**Work to complete:** Leave every image out, and print the remaining lines below exactly.

------ Available data

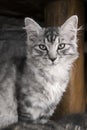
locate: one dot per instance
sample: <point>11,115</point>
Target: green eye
<point>61,46</point>
<point>42,47</point>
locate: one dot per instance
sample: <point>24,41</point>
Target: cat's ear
<point>70,26</point>
<point>32,28</point>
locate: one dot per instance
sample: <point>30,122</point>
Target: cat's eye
<point>61,46</point>
<point>42,47</point>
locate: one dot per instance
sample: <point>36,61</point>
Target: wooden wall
<point>56,13</point>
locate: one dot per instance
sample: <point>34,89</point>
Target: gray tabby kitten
<point>50,55</point>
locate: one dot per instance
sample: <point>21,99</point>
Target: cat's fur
<point>40,86</point>
<point>50,55</point>
<point>8,103</point>
<point>70,122</point>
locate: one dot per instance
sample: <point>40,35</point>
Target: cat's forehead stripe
<point>51,34</point>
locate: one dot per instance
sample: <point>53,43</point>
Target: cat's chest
<point>52,81</point>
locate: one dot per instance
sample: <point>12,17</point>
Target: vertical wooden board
<point>56,13</point>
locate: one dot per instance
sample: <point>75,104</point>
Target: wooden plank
<point>56,13</point>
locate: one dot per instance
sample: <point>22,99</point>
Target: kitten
<point>50,55</point>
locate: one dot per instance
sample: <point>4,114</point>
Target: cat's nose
<point>53,59</point>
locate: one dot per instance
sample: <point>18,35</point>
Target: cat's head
<point>52,45</point>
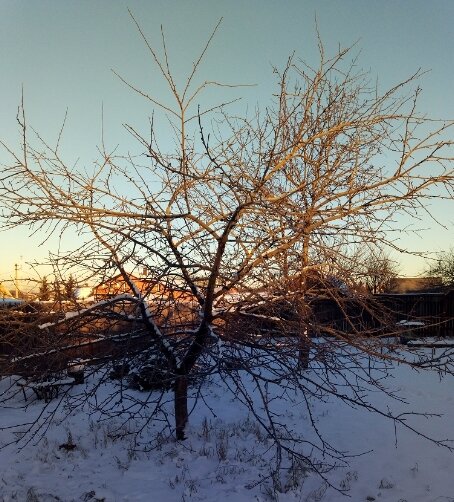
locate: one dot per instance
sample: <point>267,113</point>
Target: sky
<point>62,54</point>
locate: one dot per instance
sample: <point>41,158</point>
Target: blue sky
<point>62,53</point>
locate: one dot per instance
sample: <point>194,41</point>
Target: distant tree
<point>443,267</point>
<point>234,202</point>
<point>378,272</point>
<point>57,291</point>
<point>44,290</point>
<point>69,288</point>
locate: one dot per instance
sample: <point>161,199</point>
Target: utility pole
<point>16,279</point>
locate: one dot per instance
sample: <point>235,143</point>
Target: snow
<point>226,454</point>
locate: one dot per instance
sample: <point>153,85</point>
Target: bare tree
<point>377,272</point>
<point>245,230</point>
<point>443,267</point>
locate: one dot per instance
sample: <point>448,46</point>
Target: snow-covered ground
<point>226,453</point>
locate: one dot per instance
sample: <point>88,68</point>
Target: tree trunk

------------

**Answer to this task:**
locate: one dot per instance
sample: <point>11,115</point>
Target: green eye
<point>61,46</point>
<point>42,47</point>
locate: one dot per instance
sample: <point>24,41</point>
Target: cat's ear
<point>70,26</point>
<point>32,28</point>
locate: one dot per instance
sample: <point>30,122</point>
Target: cat's eye
<point>61,46</point>
<point>42,47</point>
locate: one dot per instance
sample: <point>36,61</point>
Target: wooden wall
<point>56,13</point>
locate: one dot per instance
sample: <point>34,89</point>
Target: gray tabby kitten
<point>50,55</point>
locate: one dot per instance
sample: <point>21,99</point>
Target: cat's fur
<point>40,86</point>
<point>50,55</point>
<point>8,103</point>
<point>70,122</point>
locate: one dot per instance
sample: <point>40,35</point>
Target: cat's forehead stripe
<point>51,34</point>
locate: one dot per instance
sample: <point>53,43</point>
Target: cat's chest
<point>52,81</point>
locate: one dot per instance
sample: <point>12,17</point>
Target: vertical wooden board
<point>56,13</point>
locate: one dot per instance
sample: <point>75,104</point>
Target: wooden plank
<point>56,13</point>
locate: one dot per instance
sample: <point>22,99</point>
Target: kitten
<point>50,55</point>
locate: one dot per instance
sample: <point>4,114</point>
Target: cat's nose
<point>53,59</point>
locate: one dot per instance
sample: <point>18,35</point>
Target: cat's head
<point>52,45</point>
locate: one dot per instance
sample: <point>267,113</point>
Target: sky
<point>62,54</point>
locate: one dot per instance
sample: <point>41,158</point>
Target: blue sky
<point>62,53</point>
locate: one dot per instance
sample: <point>194,41</point>
Target: distant tree
<point>443,267</point>
<point>234,202</point>
<point>378,272</point>
<point>57,291</point>
<point>44,290</point>
<point>69,288</point>
locate: one dot per instance
sample: <point>161,199</point>
Target: utility pole
<point>16,279</point>
locate: one dot per instance
sample: <point>235,143</point>
Target: snow
<point>226,454</point>
locate: one dot per instance
sample: <point>153,85</point>
Target: bare tree
<point>377,272</point>
<point>245,230</point>
<point>443,267</point>
locate: one dot per instance
sample: <point>448,46</point>
Target: snow-covered ground
<point>226,453</point>
locate: one dot per instance
sample: <point>88,68</point>
Target: tree trunk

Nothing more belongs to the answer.